Reading passage:
Parent-focused early autism intervention has long-lasting effect
medwireNews: Researchers report sustained benefits almost 6 years after an early intervention for autism that focuses on improving the way parents interact and communicate with their child.
They note that such sustained changes in autism symptoms after early intervention are “something that has previously been regarded as difficult to achieve.”
The relatively low-intensity intervention, parent-mediated social communication therapy for young children with autism (PACT), “is designed to work with parents to reduce autism symptoms through optimising naturalistic parent–child social communication in the home setting,” the research team explains in The Lancet.
It consists of 12, 2-hour long therapy sessions over 6 months followed by monthly support and extension sessions for a further 6 months.
In the initial randomized trial, PACT given at the age of 2 to 4 years was associated with modest gains over standard therapy in 152 children, with comparable Autism Diagnostic Observation Schedule Comparative Severity Scores (ADOS CSSs) of 8.0 and 7.9, respectively.
Among 121 (80%) of these initial participants re-assessed 5.75 years later, at a mean age of 10.5 years, the 59 assigned to PACT had significantly lower ADOS CSS scores than the 62 who received treatment as usual, at 7.3 versus 7.8.
And while the proportion of children with scores in the high symptom severity range had increased in both groups, it was lower for those receiving PACT, at 46% compared with 63% for those receiving usual treatment, reflecting a group difference of 17.2%.

Dataset entries:

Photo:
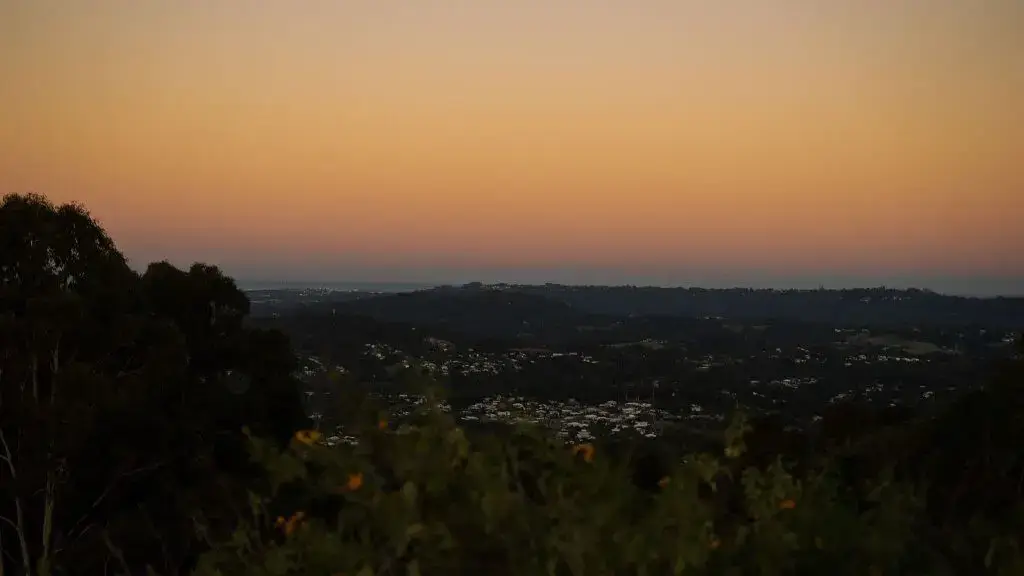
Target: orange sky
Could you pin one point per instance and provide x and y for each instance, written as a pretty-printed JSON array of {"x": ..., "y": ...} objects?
[{"x": 795, "y": 136}]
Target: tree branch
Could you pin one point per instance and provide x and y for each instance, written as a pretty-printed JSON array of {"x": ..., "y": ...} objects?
[{"x": 107, "y": 492}]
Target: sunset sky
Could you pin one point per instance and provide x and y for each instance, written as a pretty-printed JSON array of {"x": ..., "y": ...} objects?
[{"x": 718, "y": 141}]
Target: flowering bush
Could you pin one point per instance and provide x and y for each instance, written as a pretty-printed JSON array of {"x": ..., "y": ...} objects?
[{"x": 426, "y": 498}]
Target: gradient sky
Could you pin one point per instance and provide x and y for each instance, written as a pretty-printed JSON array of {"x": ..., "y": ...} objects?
[{"x": 660, "y": 140}]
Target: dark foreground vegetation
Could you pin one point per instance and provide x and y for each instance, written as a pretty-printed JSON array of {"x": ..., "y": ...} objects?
[{"x": 147, "y": 427}]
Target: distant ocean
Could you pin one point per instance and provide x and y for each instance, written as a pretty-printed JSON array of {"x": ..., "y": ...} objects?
[{"x": 340, "y": 286}]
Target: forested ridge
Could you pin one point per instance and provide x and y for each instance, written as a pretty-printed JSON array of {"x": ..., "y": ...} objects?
[{"x": 148, "y": 426}]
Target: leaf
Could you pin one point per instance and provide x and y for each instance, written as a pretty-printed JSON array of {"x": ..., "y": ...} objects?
[
  {"x": 410, "y": 492},
  {"x": 413, "y": 530}
]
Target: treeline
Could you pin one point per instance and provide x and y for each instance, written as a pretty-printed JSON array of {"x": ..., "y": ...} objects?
[
  {"x": 122, "y": 397},
  {"x": 145, "y": 427}
]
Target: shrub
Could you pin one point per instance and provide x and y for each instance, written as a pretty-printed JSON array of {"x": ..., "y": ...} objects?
[{"x": 425, "y": 497}]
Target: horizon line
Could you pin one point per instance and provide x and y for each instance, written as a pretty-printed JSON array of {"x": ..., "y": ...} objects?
[{"x": 250, "y": 285}]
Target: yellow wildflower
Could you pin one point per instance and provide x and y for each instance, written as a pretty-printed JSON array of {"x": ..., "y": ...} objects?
[
  {"x": 307, "y": 437},
  {"x": 289, "y": 526},
  {"x": 586, "y": 449}
]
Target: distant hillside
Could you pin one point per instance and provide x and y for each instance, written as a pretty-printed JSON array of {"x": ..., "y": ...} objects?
[
  {"x": 856, "y": 306},
  {"x": 481, "y": 313}
]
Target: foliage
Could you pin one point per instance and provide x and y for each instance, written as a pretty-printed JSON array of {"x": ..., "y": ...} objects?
[
  {"x": 429, "y": 498},
  {"x": 137, "y": 387}
]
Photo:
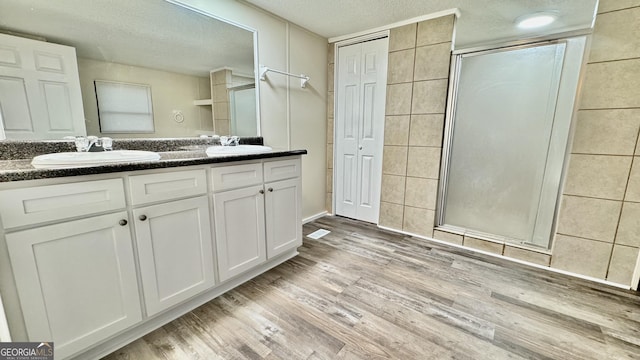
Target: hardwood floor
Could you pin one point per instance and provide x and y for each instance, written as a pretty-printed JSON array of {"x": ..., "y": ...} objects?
[{"x": 365, "y": 293}]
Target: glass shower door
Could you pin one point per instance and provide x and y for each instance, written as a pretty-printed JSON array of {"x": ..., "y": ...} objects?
[{"x": 506, "y": 144}]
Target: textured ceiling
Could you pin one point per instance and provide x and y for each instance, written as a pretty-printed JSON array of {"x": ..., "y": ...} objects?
[
  {"x": 150, "y": 33},
  {"x": 481, "y": 21}
]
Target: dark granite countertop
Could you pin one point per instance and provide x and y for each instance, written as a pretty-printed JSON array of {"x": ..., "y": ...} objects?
[
  {"x": 15, "y": 157},
  {"x": 21, "y": 169}
]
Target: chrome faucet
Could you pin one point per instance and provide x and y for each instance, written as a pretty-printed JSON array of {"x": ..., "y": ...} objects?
[
  {"x": 229, "y": 140},
  {"x": 93, "y": 143}
]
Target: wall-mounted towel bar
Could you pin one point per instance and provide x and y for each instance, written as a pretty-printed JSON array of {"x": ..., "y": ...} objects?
[{"x": 304, "y": 79}]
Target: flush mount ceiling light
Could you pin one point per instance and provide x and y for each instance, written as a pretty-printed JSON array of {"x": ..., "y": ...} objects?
[{"x": 535, "y": 20}]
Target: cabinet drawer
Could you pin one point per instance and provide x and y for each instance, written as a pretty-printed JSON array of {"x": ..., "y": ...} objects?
[
  {"x": 167, "y": 186},
  {"x": 236, "y": 176},
  {"x": 33, "y": 205},
  {"x": 281, "y": 169}
]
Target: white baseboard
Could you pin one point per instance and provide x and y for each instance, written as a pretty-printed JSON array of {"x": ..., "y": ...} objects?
[
  {"x": 548, "y": 268},
  {"x": 314, "y": 217}
]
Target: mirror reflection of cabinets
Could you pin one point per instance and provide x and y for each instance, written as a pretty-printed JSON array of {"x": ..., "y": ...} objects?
[{"x": 162, "y": 45}]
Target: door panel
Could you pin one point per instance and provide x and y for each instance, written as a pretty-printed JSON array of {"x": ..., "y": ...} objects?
[
  {"x": 361, "y": 95},
  {"x": 176, "y": 251},
  {"x": 240, "y": 230},
  {"x": 76, "y": 281}
]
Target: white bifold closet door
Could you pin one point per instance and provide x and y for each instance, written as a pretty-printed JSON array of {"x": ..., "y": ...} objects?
[{"x": 359, "y": 128}]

Problem to solve:
Carry on writing the article on parent-focused early autism intervention, picking up right after its last sentence. These rows have no connection to the article on parent-focused autism intervention.

Reply to the task:
“The results of our investigation show a treatment effect to reduce autism symptom severity at treatment endpoint, which remained almost 6 years later, giving a clear averaged treatment effect over the total period,” say Jonathan Green (University of Manchester, UK) and fellow researchers.
“The effect was apparent across both autism social-communication and repetitive symptom domains.”
The researchers note that parental synchrony waned over the follow-up period, which suggests that the improvements in parent–child social communication made with the initial treatment are “self-sustaining […] independent of the initial parental behavioural change that mediated them.”
According to Jeff Sigafoos and Hannah Waddington, both from the Victoria University of Wellington in New Zealand, the researchers have “made a major contribution to autism research.”
They say in a related comment that further research is now needed to isolate the critical treatment components and mechanisms underlying this sustained effect.